→ **Work request a**: In the comment thread about book discussion questions, what kind of question does one commenter say sometimes gets good responses?
(Beginning of Reading text)
I do like the last two, though, the ones you created, and they would generate more interest.
The boring cited questions are too tied to minutiae in the texts, things no one cares about. My students twitch and moan with those kinds of questions, and I can't imagine going through them voluntarily.
What's much more interesting to them is to chart their own reactions or make comparisons with stories they already know, including current celebrity news.
The cited questions are too limited and don't allow for imagination. Most readers like to expand their horizons, to connect what they read with what they already know. When I've visited book clubs, they use the reading (which not everyone does, anyway) as a springboard for discussion about ideas or themes in the reading--such as how to behave towards one's sister, or how to handle crisis situations.
What grabs readers is the feeling that the reading is useful--as advice, as cautionary tale, as springboard for discussion. Minutiae are not useful.
One kind of question that sometimes gets good responses is to ask readers to consider alternatives. What if a character didn't run away, or sleep with a sibling, or . . .? Readers do like speculating about alternatives, just as they would in real life.
Sorry for this overlong post, but it's exactly what I'm thinking about now, so I spewed it here. And now back to my regularly-scheduled syllabus--
Emily Toth
If I can think of anything helpful, I'll chip in.
Of course, I'll have to stop laughing first. Something about 'severed hoof of a goat' just set me off!
LOL, poor Candice. That does sound like torture.
You know, I never liked those questions at the back of the books. Feels too much like a test and I suffer test anxiety. I can't imagine having to come up with the questions.
Good luck. :)
I too have found the discussion questions at the backs of books worthless.
I do like your two suggested questions at the end of your post—they'd be certain to generate discussion in book groups.
Here are some ideas I had for questions (based on the previous books since I obviously haven't read this one yet):
•In what ways does Sebastian thumb his nose at conventional society and in what ways does he go along with the crowd? What repercussions do his choices have on him and on his family? How do these repercussions compare with those for nonconformity in modern society?
•Do you think Sebastian would fill the role his father and society expect of him if Kat were not in his life?
•Hero also thwarts convention. How do her reasons and the consequences differ from Sebastian's?
•Does it harm a country to have a lame-brained head of state and corrupt officials running it? [note: I'm referring to Rregency England here.]
•Sebastian is Tom's savior, but he also frequently puts the child in harm's way. Are his actions justified?
Hope some of these are useful.
Aargh! The questions you quoted illustrate why, after four years as an English major, I knew that grad school in English was not for me. I found that kind of literary analysis excruciatingly boring.
Your suggested questions for your book are more interesting and appealing because they encourage the reader to become a character in the book, by imagining herself/himself in the situations. Shauna's sample questions in her comment also are excellent.
I don't think I ever even noticed these things at the end of books, although I remember something like them from English class. I would certainly not read such stuff by choice.
Shauna's questions are great. I suggest you quietly purloin them, with revisions as needed.
Her questions lead to discussion, thought, and humor. What could be better?
Emily Toth
In my experience of book clubs you particiapte to be forced to read books you normally wouldn't choice or to dicuss the big issues raised in them. We rarely stay with the book itself long and digress to topics around or touched upon in the book. Interestingly it doesn't matter if the book was literary or the lighter summer read - we never stick to the book for very long and never ever refer to the question in the back.
Good luck :-)
Shauna, I intend to steal you ideas shamelessly. Thank you. Thank you Emily, for your insight gained from many years of standing in front of English classes. And thanks to Lisa, Kate, Sphinx Ink, Charles, and Liz for your input. It all helps to give me a better idea of what not to do. And I'm glad to hear I made you laugh, Steve!
(End of Reading text)
(Beginning of Material for the task)
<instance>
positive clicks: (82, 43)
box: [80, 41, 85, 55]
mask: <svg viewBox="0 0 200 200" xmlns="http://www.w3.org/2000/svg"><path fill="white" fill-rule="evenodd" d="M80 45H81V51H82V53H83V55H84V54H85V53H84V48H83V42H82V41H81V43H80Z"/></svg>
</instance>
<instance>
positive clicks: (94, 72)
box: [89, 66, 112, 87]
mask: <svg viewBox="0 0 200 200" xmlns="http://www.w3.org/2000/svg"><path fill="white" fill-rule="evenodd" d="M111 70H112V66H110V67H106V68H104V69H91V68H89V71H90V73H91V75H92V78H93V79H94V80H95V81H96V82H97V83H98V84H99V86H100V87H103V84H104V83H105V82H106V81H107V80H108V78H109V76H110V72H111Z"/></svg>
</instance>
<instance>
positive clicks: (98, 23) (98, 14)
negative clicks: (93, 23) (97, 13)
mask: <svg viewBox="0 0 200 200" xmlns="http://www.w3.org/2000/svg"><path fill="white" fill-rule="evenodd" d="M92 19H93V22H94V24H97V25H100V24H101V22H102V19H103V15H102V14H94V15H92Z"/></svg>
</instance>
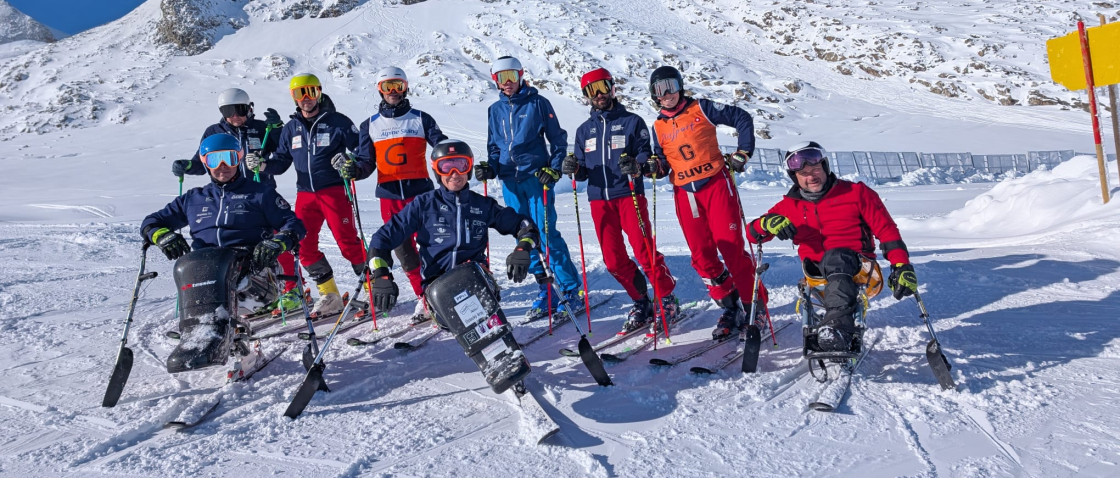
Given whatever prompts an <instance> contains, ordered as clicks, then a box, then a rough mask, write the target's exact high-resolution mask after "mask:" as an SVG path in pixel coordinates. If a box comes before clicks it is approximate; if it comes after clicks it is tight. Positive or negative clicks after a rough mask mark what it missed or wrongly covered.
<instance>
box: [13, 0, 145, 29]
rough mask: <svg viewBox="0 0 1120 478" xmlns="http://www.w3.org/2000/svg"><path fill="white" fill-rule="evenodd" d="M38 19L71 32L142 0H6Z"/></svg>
mask: <svg viewBox="0 0 1120 478" xmlns="http://www.w3.org/2000/svg"><path fill="white" fill-rule="evenodd" d="M7 1H8V3H11V6H12V7H16V8H17V9H19V11H22V12H24V13H27V15H29V16H31V18H34V19H36V20H39V22H41V24H44V25H46V26H48V27H52V28H54V29H56V30H62V31H63V32H65V34H67V35H74V34H77V32H81V31H84V30H88V29H90V28H93V27H96V26H99V25H103V24H108V22H110V21H113V20H115V19H118V18H121V17H123V16H124V15H125V13H128V12H130V11H132V9H134V8H137V6H139V4H140V3H143V2H144V0H7Z"/></svg>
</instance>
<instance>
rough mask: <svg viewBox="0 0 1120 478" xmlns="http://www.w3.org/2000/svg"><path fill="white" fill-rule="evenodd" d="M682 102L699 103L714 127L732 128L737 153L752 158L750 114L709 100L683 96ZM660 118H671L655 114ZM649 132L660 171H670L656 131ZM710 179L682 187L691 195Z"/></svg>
mask: <svg viewBox="0 0 1120 478" xmlns="http://www.w3.org/2000/svg"><path fill="white" fill-rule="evenodd" d="M683 101H684V102H693V101H696V102H699V103H700V111H702V112H703V115H704V116H708V121H711V122H712V124H716V125H720V124H722V125H725V126H732V128H735V131H736V132H738V134H739V135H738V140H739V144H738V148H737V149H738V150H739V151H746V152H748V153H750V154H752V156H754V153H755V120H754V119H753V118H750V113H747V111H746V110H744V109H741V107H738V106H730V105H726V104H724V103H717V102H713V101H711V100H704V99H699V100H698V99H692V97H689V96H685V97H684V99H683ZM688 105H689V104H688V103H684V105H682V106H681V111H684V107H688ZM662 118H666V119H668V118H671V116H666V115H665V114H664V113H659V114H657V120H660V119H662ZM651 131H652V132H653V142H652V144H653V153H654V154H657V157H659V158H661V161H660V162H661V170H662V171H668V170H670V167H669V160H666V159H665V154H664V151H663V150H662V149H661V142H659V141H657V131H656V130H651ZM710 179H711V178H706V179H701V180H698V181H692V182H689V184H687V185H684V189H687V190H690V191H692V193H696V191H698V190H700V189H701V188H703V186H704V185H707V184H708V181H709V180H710Z"/></svg>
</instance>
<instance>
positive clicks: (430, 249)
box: [366, 185, 540, 287]
mask: <svg viewBox="0 0 1120 478" xmlns="http://www.w3.org/2000/svg"><path fill="white" fill-rule="evenodd" d="M492 227H493V228H494V229H495V231H497V232H498V233H502V234H505V235H515V234H516V236H517V240H519V241H520V240H522V238H526V237H528V238H530V240H531V241H532V242H533V244H540V238H539V234H538V233H536V226H534V225H533V222H532V219H530V218H529V217H525V216H522V215H521V214H517V212H516V210H514V209H513V208H510V207H505V206H502V205H500V204H498V203H497V200H494V198H489V197H485V196H483V195H480V194H477V193H474V191H472V190H470V189H466V188H464V189H463V190H460V191H458V193H451V191H450V190H448V189H447V188H446V187H444V186H442V185H440V186H439V188H438V189H436V190H432V191H428V193H424V194H421V195H420V196H417V198H416V199H413V200H412V203H409V205H408V206H404V209H402V210H401V212H400V213H396V214H395V215H393V218H392V219H390V221H389V222H388V223H385V225H383V226H381V228H380V229H377V232H375V233H373V236H372V237H370V251H368V253H367V254H366V256H367V257H371V259H372V257H381V259H383V260H385V262H388V263H389V264H390V266H392V264H393V259H392V255H391V254H390V252H391V251H392V250H393V249H396V247H398V246H400V245H401V244H403V243H404V241H405V240H407V238H409V237H411V236H412V234H416V235H417V244H419V245H420V275H421V277H422V278H423V280H422V281H421V284H423V287H427V285H428V284H429V283H430V282H431V281H433V280H436V278H438V277H439V275H440V274H442V273H444V272H447V271H450V270H451V268H454V266H456V265H458V264H461V263H464V262H468V261H474V262H479V263H483V264H486V263H487V259H486V244H488V243H489V228H492Z"/></svg>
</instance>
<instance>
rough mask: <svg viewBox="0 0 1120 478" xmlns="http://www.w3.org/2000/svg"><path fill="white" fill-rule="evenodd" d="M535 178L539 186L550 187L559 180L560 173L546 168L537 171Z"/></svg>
mask: <svg viewBox="0 0 1120 478" xmlns="http://www.w3.org/2000/svg"><path fill="white" fill-rule="evenodd" d="M535 176H536V179H539V180H540V181H541V186H545V187H552V185H554V184H557V181H558V180H560V171H557V170H556V169H552V168H549V167H548V166H545V167H543V168H541V169H539V170H538V171H536V175H535Z"/></svg>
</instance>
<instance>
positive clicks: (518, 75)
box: [494, 69, 521, 85]
mask: <svg viewBox="0 0 1120 478" xmlns="http://www.w3.org/2000/svg"><path fill="white" fill-rule="evenodd" d="M494 76H496V77H497V84H500V85H504V84H506V83H520V82H521V72H519V71H516V69H503V71H501V72H497V73H495V74H494Z"/></svg>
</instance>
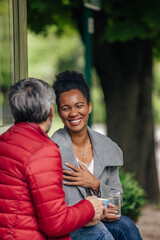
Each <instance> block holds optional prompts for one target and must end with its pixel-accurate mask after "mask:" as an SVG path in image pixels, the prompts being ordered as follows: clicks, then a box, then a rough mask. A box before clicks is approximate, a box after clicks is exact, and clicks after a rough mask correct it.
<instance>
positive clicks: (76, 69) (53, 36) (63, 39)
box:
(End of Material for the task)
→ **Work request b**: Pick out every line of the listing above that contains the string "before", and copy each one in full. Case counts.

→ **Response box a**: Asking readers to consider alternatives.

→ **Response box b**:
Given whatever prompts an <instance> contains, ordered as clicks, then a box, then a rough mask, write the target's exact high-resolution mask after "mask:" as an SVG path in pixel coordinates. If a box comes before clicks it is approximate; if it comes after clicks it is tight. Positive or negative clicks after a rough mask mark what it missed or wrongly covered.
Each <instance> block holds optional prompts for one target and must end with its pixel-accurate mask after "mask:" as an SVG path in image pixels, the prompts being ordered as follows: clicks, then a box, then a rough mask. A box before clicks is approximate, a box after clicks is exact, and clicks after a rough mask correct it.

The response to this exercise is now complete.